> Task goal:
Which lines in the records below mention the word "rough"? Copy each one out.

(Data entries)
===============

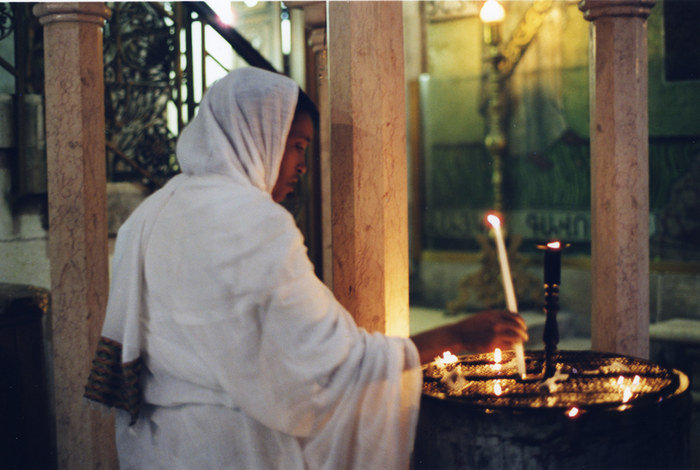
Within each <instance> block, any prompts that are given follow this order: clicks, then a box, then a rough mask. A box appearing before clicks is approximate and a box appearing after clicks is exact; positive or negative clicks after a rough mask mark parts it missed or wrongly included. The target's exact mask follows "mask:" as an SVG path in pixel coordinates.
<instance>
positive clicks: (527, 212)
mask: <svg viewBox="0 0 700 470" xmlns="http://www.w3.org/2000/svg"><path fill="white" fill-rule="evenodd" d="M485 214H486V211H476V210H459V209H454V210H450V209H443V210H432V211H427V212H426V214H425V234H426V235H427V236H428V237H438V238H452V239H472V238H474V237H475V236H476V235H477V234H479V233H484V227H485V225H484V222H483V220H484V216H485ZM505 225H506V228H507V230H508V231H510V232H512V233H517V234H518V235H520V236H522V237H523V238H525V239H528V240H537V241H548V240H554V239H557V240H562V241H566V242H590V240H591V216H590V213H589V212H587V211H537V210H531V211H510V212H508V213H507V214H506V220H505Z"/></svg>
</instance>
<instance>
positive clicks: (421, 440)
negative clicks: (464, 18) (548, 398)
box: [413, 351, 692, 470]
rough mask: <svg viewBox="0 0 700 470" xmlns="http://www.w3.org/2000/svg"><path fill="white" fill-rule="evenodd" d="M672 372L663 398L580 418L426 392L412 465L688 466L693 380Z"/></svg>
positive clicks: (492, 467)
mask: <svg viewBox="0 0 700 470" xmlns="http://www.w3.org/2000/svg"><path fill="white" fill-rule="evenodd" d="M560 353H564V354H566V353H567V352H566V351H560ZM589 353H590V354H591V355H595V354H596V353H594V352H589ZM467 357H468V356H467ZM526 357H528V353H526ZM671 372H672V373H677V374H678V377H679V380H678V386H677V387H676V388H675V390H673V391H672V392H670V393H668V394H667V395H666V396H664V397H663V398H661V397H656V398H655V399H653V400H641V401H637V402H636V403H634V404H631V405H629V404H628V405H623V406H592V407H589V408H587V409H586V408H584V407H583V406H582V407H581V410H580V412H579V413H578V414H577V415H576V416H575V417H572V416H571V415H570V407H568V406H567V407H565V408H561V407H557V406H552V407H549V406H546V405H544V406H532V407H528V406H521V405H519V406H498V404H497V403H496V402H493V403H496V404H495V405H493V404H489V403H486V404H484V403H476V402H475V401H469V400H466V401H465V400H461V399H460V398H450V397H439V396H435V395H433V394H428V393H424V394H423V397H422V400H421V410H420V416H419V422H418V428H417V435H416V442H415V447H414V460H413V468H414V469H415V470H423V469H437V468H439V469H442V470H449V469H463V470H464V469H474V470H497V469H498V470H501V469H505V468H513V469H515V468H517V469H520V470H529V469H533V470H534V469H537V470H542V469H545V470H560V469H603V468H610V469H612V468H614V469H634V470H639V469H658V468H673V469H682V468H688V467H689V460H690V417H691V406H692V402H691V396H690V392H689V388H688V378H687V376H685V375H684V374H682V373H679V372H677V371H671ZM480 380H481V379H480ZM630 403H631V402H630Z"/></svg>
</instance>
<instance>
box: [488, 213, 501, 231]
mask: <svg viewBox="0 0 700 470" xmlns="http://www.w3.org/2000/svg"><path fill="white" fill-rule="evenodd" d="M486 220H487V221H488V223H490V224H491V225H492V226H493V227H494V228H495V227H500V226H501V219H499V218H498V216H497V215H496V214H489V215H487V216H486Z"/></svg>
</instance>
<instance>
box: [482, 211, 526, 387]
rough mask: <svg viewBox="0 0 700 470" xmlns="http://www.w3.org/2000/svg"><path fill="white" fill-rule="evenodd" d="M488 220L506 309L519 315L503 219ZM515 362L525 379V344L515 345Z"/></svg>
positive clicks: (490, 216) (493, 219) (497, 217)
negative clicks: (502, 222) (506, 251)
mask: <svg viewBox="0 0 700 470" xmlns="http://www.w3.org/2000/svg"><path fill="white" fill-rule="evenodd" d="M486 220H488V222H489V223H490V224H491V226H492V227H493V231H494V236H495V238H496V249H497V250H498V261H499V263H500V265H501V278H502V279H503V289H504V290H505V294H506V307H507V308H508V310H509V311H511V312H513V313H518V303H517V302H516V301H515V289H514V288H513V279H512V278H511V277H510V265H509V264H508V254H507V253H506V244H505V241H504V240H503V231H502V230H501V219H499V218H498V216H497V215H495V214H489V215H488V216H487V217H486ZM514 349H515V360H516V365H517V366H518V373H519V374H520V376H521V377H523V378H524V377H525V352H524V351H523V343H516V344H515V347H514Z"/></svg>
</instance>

===============

> Response area:
Within each <instance> block, any prompts that are given follow this order: clicks, then a box, then a rough mask. A box appearing before clicks is approximate and a box appearing after clicks is exact; positive or negative clicks after a rough mask mark parts it missed or wrongly included. The target's exact mask follows "mask:" as an SVG path in pixel coordinates.
rough mask: <svg viewBox="0 0 700 470" xmlns="http://www.w3.org/2000/svg"><path fill="white" fill-rule="evenodd" d="M672 372L663 398L580 418L426 392L412 465L688 466L693 380Z"/></svg>
rough mask: <svg viewBox="0 0 700 470" xmlns="http://www.w3.org/2000/svg"><path fill="white" fill-rule="evenodd" d="M488 220L506 309L519 315L503 219ZM515 362L525 379V344L515 345Z"/></svg>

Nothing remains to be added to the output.